Selected text
**********

Thanks for the info re the plugins, I can see me scouring Ebay in my Tektronix anorak soon
I couldn't understand how anyone could need or want several scopes unless they were a fully fledged electronics engineer. Now I am afraid to say they have a rather magnetic fascination, and still have me Ebay scope searches live, which is a BAD sign!!
Here's the latest on my 475 machine, which I have also posted to the TekScopes yahoo forum, now I have sorted out why I hadn't received group acceptance (my e-mail address was defaulting to a Yahoo one I never use, so i didn't get any reply..)
Right, I picked the 475 up this evening and have had a word with the seller and a quick look inside it. It was stored under far from ideal conditions for some years in an old building undergoing restoration. It has slight signs of this damp on one board, some of the metal canned transistors have the very first signs of green verdigris / corrosion on their cases, very very minor, mind you. One of the vertical side boards has very minor corrosion on some of the ground foil near a vent on the case, but the tracks still appear fine, it's very localised and would clean off I am sure. When the scope was purchased five years ago it worked fine save for the second channel losing the display if turned up to what he described as 2 megs?? Below this ?? it worked fine, and channel one worked fine in all respects. After coming out of storage and being put in a warm dry environment the problems were apparent with which it was sold.

**********

Given material

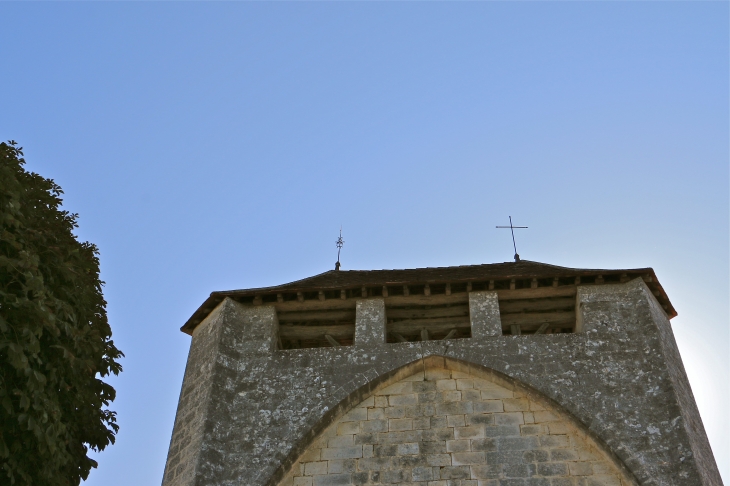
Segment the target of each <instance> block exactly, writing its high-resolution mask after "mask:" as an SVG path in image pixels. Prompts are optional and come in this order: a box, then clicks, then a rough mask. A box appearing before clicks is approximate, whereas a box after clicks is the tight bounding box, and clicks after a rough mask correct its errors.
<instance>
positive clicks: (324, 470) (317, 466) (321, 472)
mask: <svg viewBox="0 0 730 486" xmlns="http://www.w3.org/2000/svg"><path fill="white" fill-rule="evenodd" d="M316 474H327V461H319V462H306V463H304V475H305V476H314V475H316Z"/></svg>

**********

Aim of the task
Reproduce the forum post about the Tektronix 475 oscilloscope above word for word, from start to finish.

Response
Thanks for the info re the plugins, I can see me scouring Ebay in my Tektronix anorak soon
I couldn't understand how anyone could need or want several scopes unless they were a fully fledged electronics engineer. Now I am afraid to say they have a rather magnetic fascination, and still have me Ebay scope searches live, which is a BAD sign!!
Here's the latest on my 475 machine, which I have also posted to the TekScopes yahoo forum, now I have sorted out why I hadn't received group acceptance (my e-mail address was defaulting to a Yahoo one I never use, so i didn't get any reply..)
Right, I picked the 475 up this evening and have had a word with the seller and a quick look inside it. It was stored under far from ideal conditions for some years in an old building undergoing restoration. It has slight signs of this damp on one board, some of the metal canned transistors have the very first signs of green verdigris / corrosion on their cases, very very minor, mind you. One of the vertical side boards has very minor corrosion on some of the ground foil near a vent on the case, but the tracks still appear fine, it's very localised and would clean off I am sure. When the scope was purchased five years ago it worked fine save for the second channel losing the display if turned up to what he described as 2 megs?? Below this ?? it worked fine, and channel one worked fine in all respects. After coming out of storage and being put in a warm dry environment the problems were apparent with which it was sold.